## THE DATA
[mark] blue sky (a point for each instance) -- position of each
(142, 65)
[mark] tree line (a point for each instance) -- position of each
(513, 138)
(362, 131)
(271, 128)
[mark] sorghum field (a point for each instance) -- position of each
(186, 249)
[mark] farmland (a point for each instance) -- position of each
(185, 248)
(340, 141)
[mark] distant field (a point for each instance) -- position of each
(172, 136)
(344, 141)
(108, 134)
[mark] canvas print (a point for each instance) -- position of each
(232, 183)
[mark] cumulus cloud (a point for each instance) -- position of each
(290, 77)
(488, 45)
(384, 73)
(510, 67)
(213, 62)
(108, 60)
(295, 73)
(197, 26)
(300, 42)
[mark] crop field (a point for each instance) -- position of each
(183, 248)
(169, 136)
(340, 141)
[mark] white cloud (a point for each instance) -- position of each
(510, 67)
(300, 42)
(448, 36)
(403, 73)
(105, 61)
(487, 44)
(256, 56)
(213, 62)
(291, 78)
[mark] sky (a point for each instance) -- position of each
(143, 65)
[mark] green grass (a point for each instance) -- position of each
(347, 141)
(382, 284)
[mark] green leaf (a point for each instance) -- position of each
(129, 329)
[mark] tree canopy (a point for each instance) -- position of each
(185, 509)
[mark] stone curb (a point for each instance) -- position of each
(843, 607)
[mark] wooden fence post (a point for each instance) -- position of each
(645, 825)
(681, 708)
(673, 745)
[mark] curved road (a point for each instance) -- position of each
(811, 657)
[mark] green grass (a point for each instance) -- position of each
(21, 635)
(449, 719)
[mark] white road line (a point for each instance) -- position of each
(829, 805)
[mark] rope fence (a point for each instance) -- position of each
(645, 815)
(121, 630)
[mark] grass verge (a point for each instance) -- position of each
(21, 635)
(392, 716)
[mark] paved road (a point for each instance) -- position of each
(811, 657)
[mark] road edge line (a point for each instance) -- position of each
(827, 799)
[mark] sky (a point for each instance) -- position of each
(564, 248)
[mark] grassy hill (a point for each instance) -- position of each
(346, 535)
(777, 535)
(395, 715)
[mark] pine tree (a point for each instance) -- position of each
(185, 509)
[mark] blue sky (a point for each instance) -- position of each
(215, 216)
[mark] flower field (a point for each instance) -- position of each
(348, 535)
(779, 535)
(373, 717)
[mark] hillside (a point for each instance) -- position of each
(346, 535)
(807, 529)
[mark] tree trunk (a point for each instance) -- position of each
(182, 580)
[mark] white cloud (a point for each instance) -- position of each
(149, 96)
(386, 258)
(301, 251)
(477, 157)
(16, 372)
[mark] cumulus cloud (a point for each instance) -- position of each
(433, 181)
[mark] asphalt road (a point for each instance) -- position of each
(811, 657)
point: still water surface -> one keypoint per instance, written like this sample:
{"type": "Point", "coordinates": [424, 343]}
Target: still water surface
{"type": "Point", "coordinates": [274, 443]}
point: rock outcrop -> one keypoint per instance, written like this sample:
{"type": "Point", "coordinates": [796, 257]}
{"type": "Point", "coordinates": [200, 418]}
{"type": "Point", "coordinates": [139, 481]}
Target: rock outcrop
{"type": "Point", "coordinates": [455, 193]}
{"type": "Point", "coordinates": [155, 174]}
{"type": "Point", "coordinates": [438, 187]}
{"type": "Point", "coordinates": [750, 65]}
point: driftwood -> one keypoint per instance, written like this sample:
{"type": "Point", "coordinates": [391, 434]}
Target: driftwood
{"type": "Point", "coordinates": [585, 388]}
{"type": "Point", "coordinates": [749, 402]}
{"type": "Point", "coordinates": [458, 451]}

## WHAT YOU NEED TO DO
In this exercise, reproduce each line above exactly.

## WRITTEN REPLY
[mark] blue sky (a point for each instance) -- position of each
(142, 65)
[mark] tree line (a point for each instance) -- position of each
(513, 138)
(362, 131)
(271, 128)
[mark] sorghum field (a point for each instance) -- position of each
(186, 249)
[mark] farmland (a point for each instance) -- position of each
(185, 248)
(340, 141)
[mark] distant field (a point for each instance) -- position of each
(172, 136)
(344, 141)
(108, 134)
[mark] canvas print (a point for each instance) -- position of each
(232, 183)
[mark] cumulus cloud (a point for each instance) -- position of each
(290, 77)
(488, 45)
(384, 73)
(510, 67)
(213, 62)
(108, 60)
(295, 73)
(197, 26)
(300, 42)
[mark] crop field (a point for each instance) -- position of each
(183, 248)
(169, 136)
(340, 141)
[mark] white cloud (a point for each instance) -- position of each
(510, 67)
(300, 42)
(448, 36)
(403, 73)
(105, 61)
(487, 44)
(256, 56)
(213, 62)
(291, 78)
[mark] sky (a point for each instance) -- position of each
(143, 65)
[mark] green grass (a point for each instance) -- position of each
(347, 141)
(382, 284)
[mark] green leaf (a point for each instance) -- position of each
(129, 329)
[mark] tree canopy (a point for each instance) -- position of each
(185, 509)
[mark] stone curb (a point for each instance) -- position of each
(843, 607)
[mark] wooden fence post (a point for each instance) -- position of each
(645, 825)
(681, 708)
(673, 745)
[mark] curved road (a point for each instance) -- position of each
(811, 657)
[mark] green grass (a point for each instance) -- position of each
(21, 635)
(449, 719)
[mark] white road line (a point for each instance) -- position of each
(829, 805)
[mark] rope fence (a point for each instance) -- position of each
(645, 815)
(121, 630)
[mark] grass verge (a point for each instance) -- position of each
(21, 635)
(392, 716)
[mark] paved road (a point for each instance) -- position of each
(811, 657)
[mark] road edge line (a point for each instance) -- position of each
(827, 799)
[mark] sky (a point for each instance) -- position of each
(564, 248)
[mark] grassy hill (a point for each instance) -- position of each
(346, 535)
(777, 535)
(395, 715)
[mark] pine tree (a point for each instance) -- position of each
(185, 509)
[mark] blue sky (a point for each instance) -- position of each
(215, 216)
[mark] flower field (a point for each instance) -- position of each
(348, 535)
(779, 535)
(373, 717)
[mark] hillside (a point for each instance) -- position of each
(346, 535)
(807, 529)
[mark] tree trunk (a point for each instance) -- position of each
(182, 580)
[mark] white cloud (a point for each instance) -- position of each
(149, 96)
(386, 258)
(301, 251)
(477, 157)
(16, 372)
[mark] cumulus cloud (a point for each instance) -- position of each
(433, 181)
[mark] asphalt road (a point for each instance) -- position of each
(811, 657)
point: still water surface -> one keypoint per instance, written like this sample:
{"type": "Point", "coordinates": [424, 343]}
Target: still water surface
{"type": "Point", "coordinates": [274, 443]}
point: rock outcrop -> one keypoint per instance, written like this sample:
{"type": "Point", "coordinates": [796, 257]}
{"type": "Point", "coordinates": [200, 418]}
{"type": "Point", "coordinates": [139, 481]}
Target: rock outcrop
{"type": "Point", "coordinates": [455, 193]}
{"type": "Point", "coordinates": [155, 174]}
{"type": "Point", "coordinates": [438, 187]}
{"type": "Point", "coordinates": [750, 65]}
point: driftwood -> one keypoint per instance, written like this sample:
{"type": "Point", "coordinates": [391, 434]}
Target: driftwood
{"type": "Point", "coordinates": [585, 388]}
{"type": "Point", "coordinates": [749, 402]}
{"type": "Point", "coordinates": [458, 451]}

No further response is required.